**Set problem 1**
Can you print the blog excerpt word for word, everything from "There's a lot this" down to "defined, and demarcated."?
**Set problem 2**
How would you render this sentence from the blog excerpt in Spanish: "Wilde first published his book in 1891, which was the year Melville died."
**Set problem 3**
Answer these from the blog excerpt:
(a) In what year was Billy Budd published?
(b) Which publisher issued Androphilia: A Manifesto?
(c) Between what two things does Malebranche see a direct correspondence?

**Extract**
+ + + +
Sedgwick is married to man, did I mention?

And did you know Billy Budd and The Picture of Dorian Gray were published in the same year? You didn't? I didn't either. Turns out they weren't, even though Sedgwick claims them to be in Axiom 6. Wilde first published his book in 1891, which was the year Melville died. Yes, he was working on Billy Budd, among other things, up to his death, but the thing was left a little unfinished and wasn't published until 1924. Still, we'll allow her her little game of contemporaneity, because yoking the two together as she does is really neat. As she writes:
It tells the story of a young Englishman famous for an extreme beauty of face and figure that seems to betray his aristocratic origin [. . .]. If the gorgeous youth gives his name to the book and stamps his bodily image on it, the narrative is nonetheless more properly the story of a male triangle: a second, older man is tortured by a desire for the youth for which he can find no direct mode of expression, and a third man, emblem of suavity and the world, presides over the dispensation of discursive authority as the beautiful youth murders the tortured lover and is himself, in turn, by the novel's end ritually killed. (48)
There's a lot this suggests about canon formation, directly, and also about what must have been in the ether at the end of the nineteenth century. It's too simplistic, I think, to say Well Wilde and Melville were both big flaming 'mos and so of course they wrote about that shit. I think (and what I'm sure Sedgwick argues in her second chapter) there's more going on about the growing stickiness of male-male relations in the decades after homosexual (and, later, let's not forget, heterosexual) gets named, defined, and demarcated.

26 January 2009

Malebranche, Jack. Androphilia: A Manifesto: Rejecting the Gay Identity: Reclaiming Masculinity. Baltimore: Scapegoat Publishing, 2006.

Here's a curious thing. I Finished! this weeks ago, and haven't known how to begin talking about it, so I'll keep things quick (maybe). Jack Malebranche* (of, like, the Sparta Malebranches?) loves men and hates gays, or more specifically hates the gay identity. This is because he sees a direct correspondence between gayness and effeminacy. In short: he's a homo who doesn't like musicals. I mean, join the club.

There's so much to make fun of in this book, but the weird thing (and what's made me hold off on writing about it) is that there's a lot I agreed with and was glad to read. And its audience is no one who's read even the tiniest amount of gender theory; Malebranche's fans all tend to be gay men who grew up in strong, good-old-boy environments and who, one imagines, were hot for daddy without ever wanting to dish with sis.

Let me just skim over some places where this book is interesting and stupid.
+ + + +
**Supplied material**

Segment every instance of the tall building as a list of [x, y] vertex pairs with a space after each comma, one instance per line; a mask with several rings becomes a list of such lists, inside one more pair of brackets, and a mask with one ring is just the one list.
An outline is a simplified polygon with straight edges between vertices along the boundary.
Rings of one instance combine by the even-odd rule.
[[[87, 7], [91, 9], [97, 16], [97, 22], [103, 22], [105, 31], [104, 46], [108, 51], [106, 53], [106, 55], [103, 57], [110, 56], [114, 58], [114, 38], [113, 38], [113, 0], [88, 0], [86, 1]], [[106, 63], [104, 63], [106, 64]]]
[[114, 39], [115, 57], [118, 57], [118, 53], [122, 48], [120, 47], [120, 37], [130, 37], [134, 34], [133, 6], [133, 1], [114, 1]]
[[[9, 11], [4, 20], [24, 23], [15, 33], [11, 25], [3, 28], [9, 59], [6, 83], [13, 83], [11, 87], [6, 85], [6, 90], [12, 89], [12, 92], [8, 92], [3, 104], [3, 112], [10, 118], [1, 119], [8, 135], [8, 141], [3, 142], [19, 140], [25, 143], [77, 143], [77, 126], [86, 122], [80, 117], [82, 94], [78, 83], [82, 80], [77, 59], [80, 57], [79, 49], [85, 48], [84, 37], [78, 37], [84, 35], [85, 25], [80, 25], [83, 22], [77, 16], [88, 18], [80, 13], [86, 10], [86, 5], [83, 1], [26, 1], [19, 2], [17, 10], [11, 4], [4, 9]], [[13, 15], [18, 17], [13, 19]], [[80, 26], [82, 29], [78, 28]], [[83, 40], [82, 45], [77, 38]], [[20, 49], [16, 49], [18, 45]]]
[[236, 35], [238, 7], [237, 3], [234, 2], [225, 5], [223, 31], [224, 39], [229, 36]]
+ + + +
**Problem solution 1**
There's a lot this suggests about canon formation, directly, and also about what must have been in the ether at the end of the nineteenth century. It's too simplistic, I think, to say Well Wilde and Melville were both big flaming 'mos and so of course they wrote about that shit. I think (and what I'm sure Sedgwick argues in her second chapter) there's more going on about the growing stickiness of male-male relations in the decades after homosexual (and, later, let's not forget, heterosexual) gets named, defined, and demarcated.

**Problem solution 2**
Wilde publicó su libro por primera vez en 1891, que fue el año en que murió Melville.

**Problem solution 3**
(a) 1924
(b) Scapegoat Publishing
(c) Gayness and effeminacy